→ **Task prompt**: Retype only what runs from the line that contains "Note: one point per instance of the red logo" through the last line of the listing below, both lines included.

→ **Information provided**:
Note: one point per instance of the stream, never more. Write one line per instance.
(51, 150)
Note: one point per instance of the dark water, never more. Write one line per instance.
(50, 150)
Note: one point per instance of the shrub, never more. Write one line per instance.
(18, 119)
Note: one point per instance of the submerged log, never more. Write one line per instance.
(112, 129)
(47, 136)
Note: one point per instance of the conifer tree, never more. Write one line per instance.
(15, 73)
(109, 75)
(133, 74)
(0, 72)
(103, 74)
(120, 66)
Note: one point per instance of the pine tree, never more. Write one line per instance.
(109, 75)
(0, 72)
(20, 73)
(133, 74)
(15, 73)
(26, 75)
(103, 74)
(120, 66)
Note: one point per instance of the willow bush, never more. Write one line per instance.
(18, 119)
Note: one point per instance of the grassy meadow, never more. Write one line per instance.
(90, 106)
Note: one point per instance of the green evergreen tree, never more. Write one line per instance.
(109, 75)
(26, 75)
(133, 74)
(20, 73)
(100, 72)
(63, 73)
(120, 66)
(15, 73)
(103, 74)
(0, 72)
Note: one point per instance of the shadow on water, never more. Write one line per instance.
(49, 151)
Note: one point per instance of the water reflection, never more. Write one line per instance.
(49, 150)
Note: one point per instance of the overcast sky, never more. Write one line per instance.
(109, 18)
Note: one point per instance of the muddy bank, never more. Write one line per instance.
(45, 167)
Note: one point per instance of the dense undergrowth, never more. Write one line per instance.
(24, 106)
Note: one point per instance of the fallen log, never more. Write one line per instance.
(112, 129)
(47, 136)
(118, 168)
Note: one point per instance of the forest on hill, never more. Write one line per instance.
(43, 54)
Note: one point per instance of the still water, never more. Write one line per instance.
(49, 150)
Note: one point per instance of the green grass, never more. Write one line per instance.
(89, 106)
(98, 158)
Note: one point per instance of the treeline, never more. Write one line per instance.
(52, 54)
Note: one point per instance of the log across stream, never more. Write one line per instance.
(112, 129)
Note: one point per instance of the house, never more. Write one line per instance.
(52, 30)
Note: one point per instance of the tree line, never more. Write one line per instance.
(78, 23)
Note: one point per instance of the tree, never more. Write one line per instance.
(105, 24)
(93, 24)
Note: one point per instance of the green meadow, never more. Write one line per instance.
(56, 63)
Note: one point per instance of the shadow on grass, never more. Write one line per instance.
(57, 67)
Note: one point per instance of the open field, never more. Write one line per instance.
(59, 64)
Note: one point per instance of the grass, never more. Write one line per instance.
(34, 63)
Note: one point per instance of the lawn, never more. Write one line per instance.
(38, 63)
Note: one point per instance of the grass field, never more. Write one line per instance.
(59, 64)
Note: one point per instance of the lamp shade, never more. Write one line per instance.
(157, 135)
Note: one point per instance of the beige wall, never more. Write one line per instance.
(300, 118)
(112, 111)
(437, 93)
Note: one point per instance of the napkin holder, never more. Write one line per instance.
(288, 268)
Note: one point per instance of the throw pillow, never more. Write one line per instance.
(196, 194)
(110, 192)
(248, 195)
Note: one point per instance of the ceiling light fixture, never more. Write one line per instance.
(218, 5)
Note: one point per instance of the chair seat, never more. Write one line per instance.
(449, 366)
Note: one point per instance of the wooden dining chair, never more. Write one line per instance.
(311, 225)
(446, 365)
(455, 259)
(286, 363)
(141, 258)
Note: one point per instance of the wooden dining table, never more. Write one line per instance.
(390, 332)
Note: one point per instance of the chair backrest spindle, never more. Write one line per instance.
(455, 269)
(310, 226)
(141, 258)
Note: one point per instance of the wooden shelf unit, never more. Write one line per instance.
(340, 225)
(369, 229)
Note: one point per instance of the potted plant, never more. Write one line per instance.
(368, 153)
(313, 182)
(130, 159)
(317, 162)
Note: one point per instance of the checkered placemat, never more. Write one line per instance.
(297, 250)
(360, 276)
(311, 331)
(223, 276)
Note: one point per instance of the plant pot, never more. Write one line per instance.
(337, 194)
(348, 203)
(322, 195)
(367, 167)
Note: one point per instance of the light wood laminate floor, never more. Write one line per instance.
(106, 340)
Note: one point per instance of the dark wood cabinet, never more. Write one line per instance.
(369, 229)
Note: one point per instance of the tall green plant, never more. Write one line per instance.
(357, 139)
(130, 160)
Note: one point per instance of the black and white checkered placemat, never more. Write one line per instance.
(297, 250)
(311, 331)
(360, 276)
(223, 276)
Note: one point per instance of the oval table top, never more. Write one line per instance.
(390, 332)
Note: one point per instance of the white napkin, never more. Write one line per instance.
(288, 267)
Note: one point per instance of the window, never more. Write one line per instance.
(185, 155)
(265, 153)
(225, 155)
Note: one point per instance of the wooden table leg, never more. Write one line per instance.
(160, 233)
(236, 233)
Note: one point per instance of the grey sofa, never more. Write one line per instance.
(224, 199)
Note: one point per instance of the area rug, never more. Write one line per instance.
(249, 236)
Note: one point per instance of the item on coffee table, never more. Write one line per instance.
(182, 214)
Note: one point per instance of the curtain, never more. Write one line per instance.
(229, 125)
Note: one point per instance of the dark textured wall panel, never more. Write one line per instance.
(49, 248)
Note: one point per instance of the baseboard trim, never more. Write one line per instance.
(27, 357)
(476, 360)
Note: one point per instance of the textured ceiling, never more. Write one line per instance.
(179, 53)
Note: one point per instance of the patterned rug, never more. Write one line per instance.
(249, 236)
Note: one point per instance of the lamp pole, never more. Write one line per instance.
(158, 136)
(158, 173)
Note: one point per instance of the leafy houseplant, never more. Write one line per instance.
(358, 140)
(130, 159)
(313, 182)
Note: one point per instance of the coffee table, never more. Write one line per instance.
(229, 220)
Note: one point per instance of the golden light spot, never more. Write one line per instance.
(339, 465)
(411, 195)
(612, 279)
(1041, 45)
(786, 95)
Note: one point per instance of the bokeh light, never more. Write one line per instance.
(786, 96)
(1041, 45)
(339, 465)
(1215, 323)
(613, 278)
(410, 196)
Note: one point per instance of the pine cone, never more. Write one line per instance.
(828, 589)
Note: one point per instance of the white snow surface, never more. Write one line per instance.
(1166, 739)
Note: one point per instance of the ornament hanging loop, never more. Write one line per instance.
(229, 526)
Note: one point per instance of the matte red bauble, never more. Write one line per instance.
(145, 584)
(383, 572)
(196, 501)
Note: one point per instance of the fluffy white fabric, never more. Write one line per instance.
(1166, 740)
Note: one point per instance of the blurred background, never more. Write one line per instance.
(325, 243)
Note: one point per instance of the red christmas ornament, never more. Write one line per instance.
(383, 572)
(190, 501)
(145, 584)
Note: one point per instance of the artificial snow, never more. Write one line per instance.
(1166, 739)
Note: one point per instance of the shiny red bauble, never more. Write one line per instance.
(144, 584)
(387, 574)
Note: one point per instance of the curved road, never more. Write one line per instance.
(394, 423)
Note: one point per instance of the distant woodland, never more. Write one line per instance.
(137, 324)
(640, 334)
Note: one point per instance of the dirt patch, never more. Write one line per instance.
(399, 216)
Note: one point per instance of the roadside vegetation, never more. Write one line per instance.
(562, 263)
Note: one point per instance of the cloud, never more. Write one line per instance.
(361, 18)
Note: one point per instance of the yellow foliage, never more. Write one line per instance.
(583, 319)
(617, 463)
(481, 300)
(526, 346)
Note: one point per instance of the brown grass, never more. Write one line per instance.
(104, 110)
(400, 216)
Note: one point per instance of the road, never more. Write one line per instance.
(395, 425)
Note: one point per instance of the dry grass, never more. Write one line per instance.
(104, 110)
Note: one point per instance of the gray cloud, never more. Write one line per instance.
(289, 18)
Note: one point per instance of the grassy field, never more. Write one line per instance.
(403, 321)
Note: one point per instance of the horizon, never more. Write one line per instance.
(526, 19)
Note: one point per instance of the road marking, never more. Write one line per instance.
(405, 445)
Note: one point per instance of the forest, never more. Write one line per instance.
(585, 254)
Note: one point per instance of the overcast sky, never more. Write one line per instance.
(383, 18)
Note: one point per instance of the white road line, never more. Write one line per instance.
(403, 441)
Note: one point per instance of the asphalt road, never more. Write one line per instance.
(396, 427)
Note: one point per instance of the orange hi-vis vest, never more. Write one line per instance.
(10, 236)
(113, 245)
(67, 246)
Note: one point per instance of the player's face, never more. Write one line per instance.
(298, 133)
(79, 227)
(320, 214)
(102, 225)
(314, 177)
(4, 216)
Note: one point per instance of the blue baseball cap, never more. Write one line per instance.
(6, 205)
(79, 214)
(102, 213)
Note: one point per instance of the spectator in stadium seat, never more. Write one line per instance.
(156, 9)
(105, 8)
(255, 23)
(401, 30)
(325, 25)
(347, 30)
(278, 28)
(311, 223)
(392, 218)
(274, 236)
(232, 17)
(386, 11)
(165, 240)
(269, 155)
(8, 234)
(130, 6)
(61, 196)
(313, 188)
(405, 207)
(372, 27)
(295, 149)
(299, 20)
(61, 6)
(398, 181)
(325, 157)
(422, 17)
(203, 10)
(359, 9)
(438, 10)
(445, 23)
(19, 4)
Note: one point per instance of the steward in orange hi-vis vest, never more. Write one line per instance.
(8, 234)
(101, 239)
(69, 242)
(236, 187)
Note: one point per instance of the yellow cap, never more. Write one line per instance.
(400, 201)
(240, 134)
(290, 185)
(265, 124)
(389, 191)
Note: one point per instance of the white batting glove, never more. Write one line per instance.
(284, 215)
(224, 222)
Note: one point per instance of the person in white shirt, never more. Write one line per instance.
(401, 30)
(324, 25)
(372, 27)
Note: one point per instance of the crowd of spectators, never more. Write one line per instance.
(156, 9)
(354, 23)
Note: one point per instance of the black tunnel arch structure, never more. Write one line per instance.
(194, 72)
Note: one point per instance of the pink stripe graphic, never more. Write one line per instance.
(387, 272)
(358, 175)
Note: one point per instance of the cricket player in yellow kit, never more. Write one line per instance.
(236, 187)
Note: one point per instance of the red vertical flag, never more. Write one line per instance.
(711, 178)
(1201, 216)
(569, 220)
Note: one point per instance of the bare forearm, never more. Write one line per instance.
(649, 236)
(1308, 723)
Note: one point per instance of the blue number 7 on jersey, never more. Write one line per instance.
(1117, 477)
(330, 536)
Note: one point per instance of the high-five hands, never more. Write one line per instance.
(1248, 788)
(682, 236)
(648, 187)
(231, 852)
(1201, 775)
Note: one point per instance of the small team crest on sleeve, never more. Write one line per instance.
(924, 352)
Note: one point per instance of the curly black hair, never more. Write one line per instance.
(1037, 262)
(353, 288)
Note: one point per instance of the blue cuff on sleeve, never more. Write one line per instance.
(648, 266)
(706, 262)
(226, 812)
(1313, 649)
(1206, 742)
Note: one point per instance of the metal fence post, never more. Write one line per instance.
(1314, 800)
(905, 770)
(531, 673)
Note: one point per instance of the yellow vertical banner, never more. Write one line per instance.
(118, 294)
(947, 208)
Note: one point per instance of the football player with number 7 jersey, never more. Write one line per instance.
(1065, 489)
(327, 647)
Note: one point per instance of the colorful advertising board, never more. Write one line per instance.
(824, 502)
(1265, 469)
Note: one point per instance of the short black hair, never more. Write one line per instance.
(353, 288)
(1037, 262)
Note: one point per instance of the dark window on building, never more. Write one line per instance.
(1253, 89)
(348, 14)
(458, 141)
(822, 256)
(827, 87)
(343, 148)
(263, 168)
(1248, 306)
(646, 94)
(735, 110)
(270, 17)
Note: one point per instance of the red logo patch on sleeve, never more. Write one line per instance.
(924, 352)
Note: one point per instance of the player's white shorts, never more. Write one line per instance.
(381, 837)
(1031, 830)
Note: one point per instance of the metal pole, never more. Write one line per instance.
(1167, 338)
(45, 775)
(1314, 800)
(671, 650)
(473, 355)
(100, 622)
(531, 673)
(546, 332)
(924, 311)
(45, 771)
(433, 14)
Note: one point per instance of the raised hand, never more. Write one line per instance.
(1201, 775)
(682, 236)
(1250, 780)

→ **Response to the exercise**:
Note: one point per instance of the red logo patch on sleeve, never more. Write one line per instance.
(924, 352)
Note: one point per instance of the player's white shorts, never more. Write one line per instance.
(381, 837)
(1031, 830)
Note: one point per instance of the metal pole, never more. Write one line per instance.
(1167, 338)
(45, 775)
(1314, 800)
(671, 650)
(473, 355)
(100, 622)
(531, 673)
(546, 332)
(924, 311)
(45, 771)
(433, 14)
Note: one point per instance of the raised hand, never more. Write one line per instance.
(1201, 775)
(682, 236)
(1250, 780)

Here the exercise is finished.